=== Data records ===
- - -
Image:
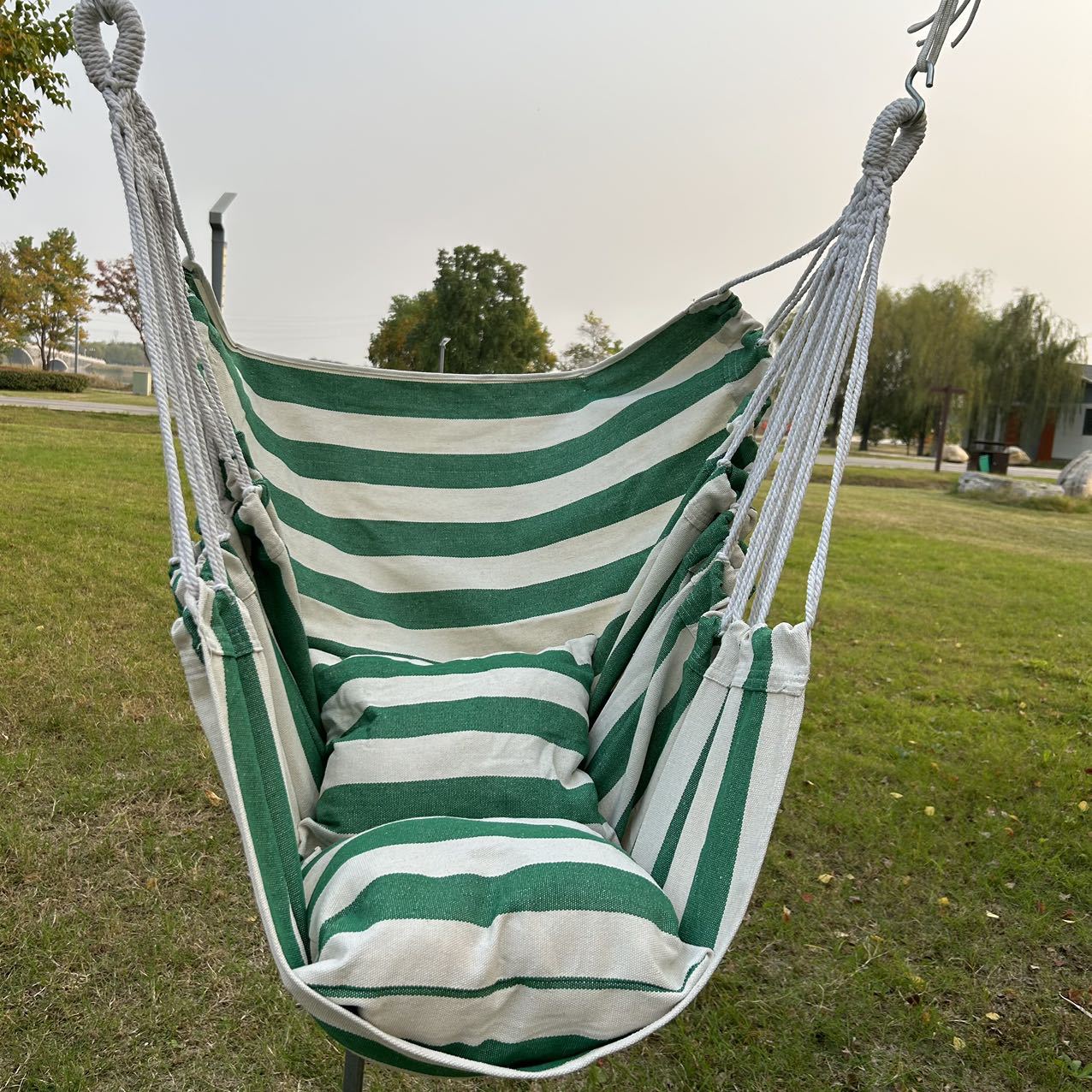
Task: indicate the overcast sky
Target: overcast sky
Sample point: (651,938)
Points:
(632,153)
- - -
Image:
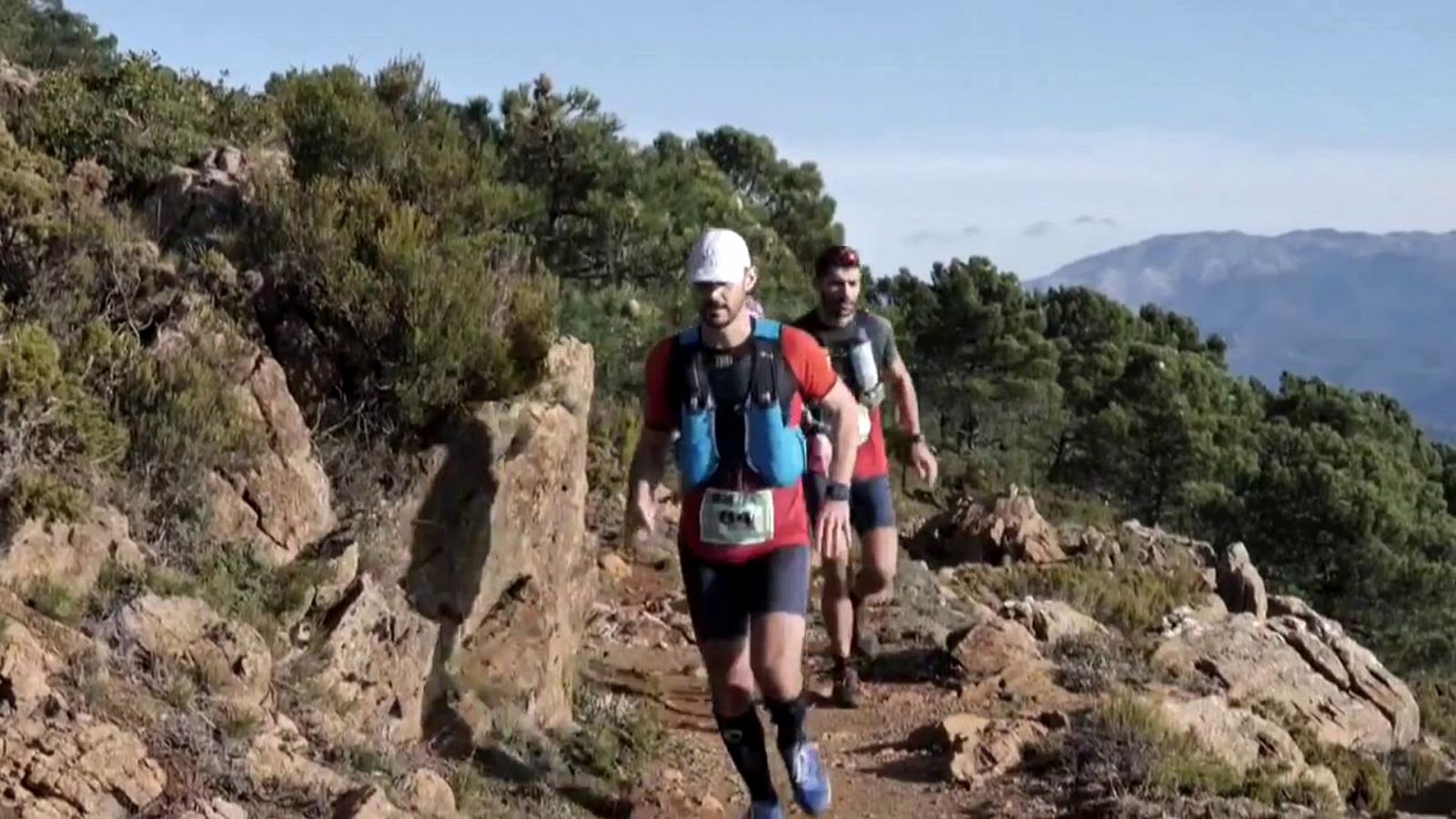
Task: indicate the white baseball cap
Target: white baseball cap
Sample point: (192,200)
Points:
- - -
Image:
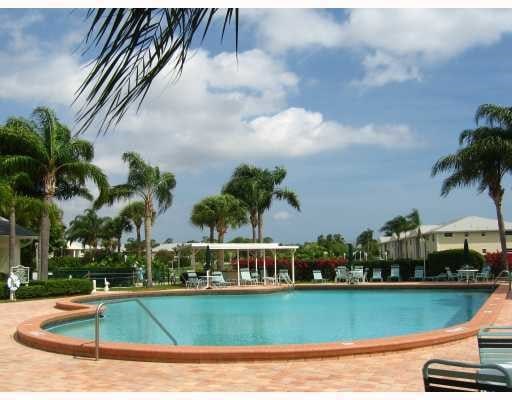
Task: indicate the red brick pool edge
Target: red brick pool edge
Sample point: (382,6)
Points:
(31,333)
- - -
Which lines in the data above contain the string "brick", with case counting? Pick out each of those lines and copy it in full.

Task: indicate the red brick pool edge
Target: red brick pool edge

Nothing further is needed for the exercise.